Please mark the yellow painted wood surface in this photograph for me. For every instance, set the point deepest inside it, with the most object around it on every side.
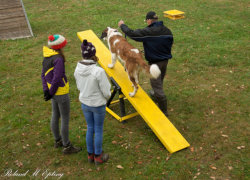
(174, 14)
(149, 111)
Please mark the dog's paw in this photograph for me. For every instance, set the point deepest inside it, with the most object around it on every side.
(131, 94)
(110, 66)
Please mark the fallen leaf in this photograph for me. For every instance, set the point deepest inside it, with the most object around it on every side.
(119, 167)
(213, 167)
(18, 163)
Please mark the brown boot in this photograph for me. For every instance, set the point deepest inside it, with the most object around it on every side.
(58, 143)
(101, 158)
(91, 158)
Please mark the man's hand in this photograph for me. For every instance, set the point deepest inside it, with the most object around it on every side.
(120, 23)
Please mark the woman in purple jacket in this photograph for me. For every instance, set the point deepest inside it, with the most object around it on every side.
(56, 87)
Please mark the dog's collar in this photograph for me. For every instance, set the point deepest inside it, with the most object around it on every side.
(87, 62)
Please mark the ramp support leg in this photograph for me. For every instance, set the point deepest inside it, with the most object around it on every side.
(123, 117)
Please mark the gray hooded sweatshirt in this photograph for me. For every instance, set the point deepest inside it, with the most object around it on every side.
(93, 84)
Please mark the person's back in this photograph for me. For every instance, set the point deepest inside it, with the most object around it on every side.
(94, 87)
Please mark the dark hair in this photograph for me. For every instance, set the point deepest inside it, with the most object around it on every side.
(95, 58)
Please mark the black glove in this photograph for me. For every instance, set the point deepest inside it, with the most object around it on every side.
(47, 96)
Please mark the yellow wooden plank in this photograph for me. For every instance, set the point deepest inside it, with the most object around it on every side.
(152, 115)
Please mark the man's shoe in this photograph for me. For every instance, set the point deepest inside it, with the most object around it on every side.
(101, 159)
(70, 149)
(58, 143)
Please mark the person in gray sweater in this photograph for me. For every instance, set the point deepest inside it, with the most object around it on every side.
(94, 87)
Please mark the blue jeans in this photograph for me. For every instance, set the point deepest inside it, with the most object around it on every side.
(94, 117)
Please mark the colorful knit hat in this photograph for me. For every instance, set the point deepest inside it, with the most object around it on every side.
(56, 41)
(88, 49)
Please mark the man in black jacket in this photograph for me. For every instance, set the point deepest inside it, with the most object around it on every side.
(157, 42)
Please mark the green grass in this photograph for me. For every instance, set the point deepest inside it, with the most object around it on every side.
(207, 86)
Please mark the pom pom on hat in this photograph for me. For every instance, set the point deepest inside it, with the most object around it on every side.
(51, 38)
(88, 49)
(56, 41)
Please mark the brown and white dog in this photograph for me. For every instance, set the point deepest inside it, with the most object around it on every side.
(130, 56)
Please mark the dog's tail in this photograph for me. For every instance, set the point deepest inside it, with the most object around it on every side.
(153, 69)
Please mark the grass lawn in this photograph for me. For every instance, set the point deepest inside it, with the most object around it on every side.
(207, 86)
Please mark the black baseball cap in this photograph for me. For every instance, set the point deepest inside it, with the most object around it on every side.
(151, 15)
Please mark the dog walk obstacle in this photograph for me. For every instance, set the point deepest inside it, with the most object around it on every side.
(14, 22)
(149, 111)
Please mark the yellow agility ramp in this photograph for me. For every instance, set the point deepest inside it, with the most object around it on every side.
(152, 115)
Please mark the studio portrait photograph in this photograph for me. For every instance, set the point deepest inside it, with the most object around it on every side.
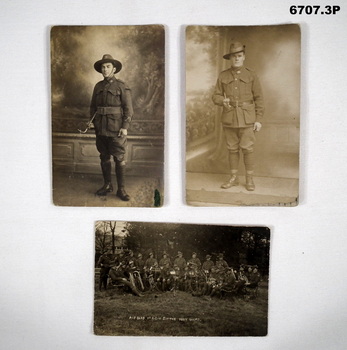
(107, 90)
(242, 115)
(174, 279)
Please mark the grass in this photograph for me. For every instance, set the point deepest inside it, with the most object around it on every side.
(180, 314)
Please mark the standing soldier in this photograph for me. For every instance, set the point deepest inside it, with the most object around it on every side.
(221, 264)
(112, 107)
(105, 262)
(238, 90)
(208, 264)
(194, 262)
(179, 266)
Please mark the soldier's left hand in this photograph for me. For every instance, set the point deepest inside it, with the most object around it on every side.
(123, 132)
(257, 126)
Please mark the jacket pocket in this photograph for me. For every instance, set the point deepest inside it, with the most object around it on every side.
(114, 122)
(249, 113)
(228, 116)
(113, 97)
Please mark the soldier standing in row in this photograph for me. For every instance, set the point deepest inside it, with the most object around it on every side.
(238, 90)
(105, 262)
(112, 107)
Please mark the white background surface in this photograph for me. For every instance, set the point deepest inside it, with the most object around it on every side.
(47, 252)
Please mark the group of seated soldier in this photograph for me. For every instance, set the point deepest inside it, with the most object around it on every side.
(201, 279)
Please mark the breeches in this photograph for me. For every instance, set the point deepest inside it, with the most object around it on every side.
(111, 146)
(239, 138)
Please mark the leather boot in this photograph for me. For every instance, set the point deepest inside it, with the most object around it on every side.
(233, 181)
(121, 193)
(249, 183)
(107, 188)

+ + + + + + +

Task objective:
Pull out every line from the one with "Please mark the grass in" to the end of the listing, and output only those.

Solution for this exercise:
Please mark the grass in this photograph for me. For every instance, set the point deepest inside it, with the most object around it on every side.
(180, 314)
Please mark the standing soldier in this photograph for me. For every instance, set the point deepest inside it, with the most object around it on every side.
(221, 264)
(112, 107)
(105, 262)
(238, 90)
(208, 264)
(194, 262)
(179, 266)
Please mark the soldier's left hand in this photograph for me. For every instance, set the point deepest inside it, with the most object around it on every side.
(123, 132)
(257, 126)
Please mark the jacket pocket in this photograph for me. For every instance, set the point deepest inside it, with the most object around it on every side.
(114, 122)
(249, 113)
(228, 116)
(113, 97)
Please mark the soldier standing in row in this photograph for me. For every instance, set the point deepest inside it, with the most object around it on every side.
(238, 90)
(105, 262)
(112, 107)
Please mark the white background surface in this photograph for me. For every instance, set the point deepest inside it, with the most object around it on every side.
(47, 252)
Please mark the group of seated soldier in this photograph for me. For every instance, set the point deepest inside it, with the most object around it on every side.
(201, 279)
Please mark the breeches in this photograph for me. For every instance, set the point deepest inside it, with the most object around it on every side.
(111, 146)
(239, 138)
Please mark the leather boot in this photograph for me. For every instance, set the point deepest inside it, with the most object around it on every side.
(233, 181)
(121, 193)
(249, 183)
(107, 188)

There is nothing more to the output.